→ Text
Adobe breaks stamped PDF when saving as new file / what is difference in Adobe 'save as' vs. Foxit Reader 'save as' feature - pdf

I'm reaching out to larger community of developers in seek of help to understand the real cause and possibly finding a fix. I have asked questions from Aspose, and they have also tracked the issue (PDFNET-42880) in their system. I think they are not going to investigate this anytime soon as it is very specific case. And now I am posting this here to ask more details about:
What is difference in Adobe 'save as' vs. Foxit Reader 'save as' vs. Windows Reader 'save as' feature?
Issues with Adobe product that are not so obvious to figure out. I don't even know what to ask :D
Link to their (Aspose) old forum: https://www.aspose.com/community/forums/thread/845549/removing-stamps-fails-after-saving-stamped-file-from-adobe-acrobat.aspx
Case:
Created PDF with forms using OpenOffice (version 3.4.0), stamped with Aspose PDF, opened with Adobe Reader DC (or Adobe Acrobat XI), filled, saved as new file. Now this new file is fine, but when I try to remove stamps using Aspose (and replace with new stamp later), this is where things get interesting.

→ Written task
Can you carry the post about stamped PDFs forward from its last sentence? The listing is separate material and has nothing to do with the post about stamped PDFs.

→ Information shown

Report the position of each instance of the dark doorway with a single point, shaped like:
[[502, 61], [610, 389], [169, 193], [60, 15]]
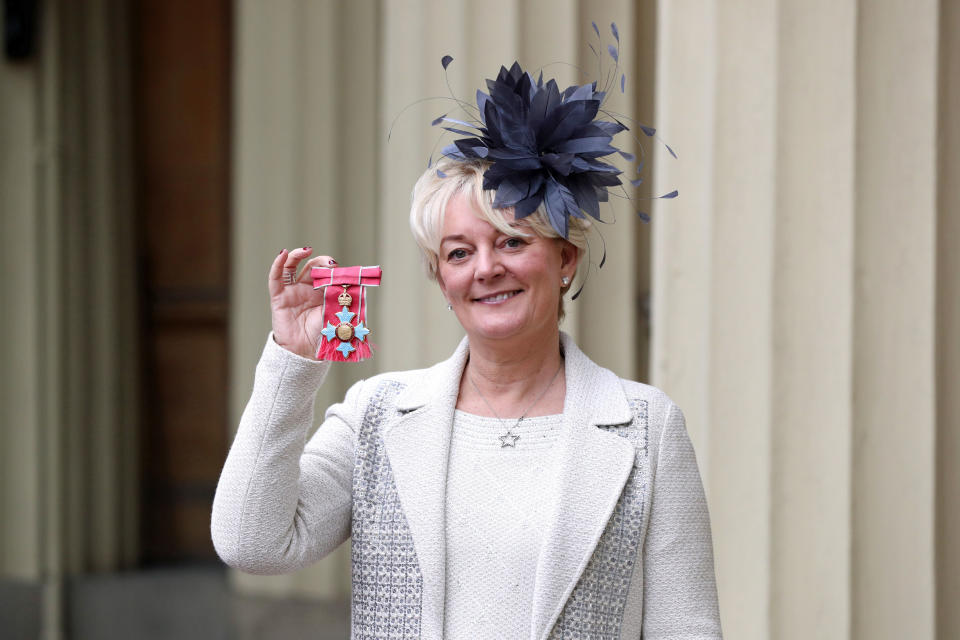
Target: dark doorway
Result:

→ Answer to the problem
Files that I've tested with: https://1drv.ms/f/s!Auvpijam7a73iDzOqc6wZPuY9l81
Stamp_Location.png
OoPdfFormExample_WithStamp.pdf
OoPdfFormExample_WithStamp_StampRemoved.pdf
OoPdfFormExample_WithStamp_SavedFromFoxit.pdf
OoPdfFormExample_WithStamp_SavedFromFoxit_StampRemoved.pdf
OoPdfFormExample_WithStamp_SavedFromWindowsReader.pdf
OoPdfFormExample_WithStamp_SavedFromWindowsReader_StampRemoved.pdf
OoPdfFormExample_WithStamp_SavedFromAdobeReader.pdf
OoPdfFormExample_WithStamp_SavedFromAcrobat_StampRemoved.pdf
C# code that is used to remove the stamp(s):
/// <summary>
/// Removes stamps from PDF file.
/// </summary>
/// <param name="pdfFile"></param>
private static void RemoveStamps( string pdfFile )
{
// Create PDF content editor.
Aspose.Pdf.Facades.PdfContentEditor contentEditor = new Aspose.Pdf.Facades.PdfContentEditor();
// Open the temp file.
contentEditor.BindPdf( pdfFile );
// Process all pages.
foreach ( Page page in contentEditor.Document.Pages )
{
// Get the stamp infos.
Aspose.Pdf.Facades.StampInfo[] stampInfos = contentEditor.GetStamps( page.Number );
//Process all stamp infos
foreach ( Aspose.Pdf.Facades.StampInfo stampInfo in stampInfos )
{
// Use try catch so we can output possible error w/out break point.
try
{
contentEditor.DeleteStampById( stampInfo.StampId );
}
catch ( Exception e )
{
Console.WriteLine( e );
}
}
}
// Save changes to the temp file.
contentEditor.Save( StampRemovedPdfFile );
}
Using Adobe: The process of removing stamp works fine, but trying to open the file will end up having an issue with the file.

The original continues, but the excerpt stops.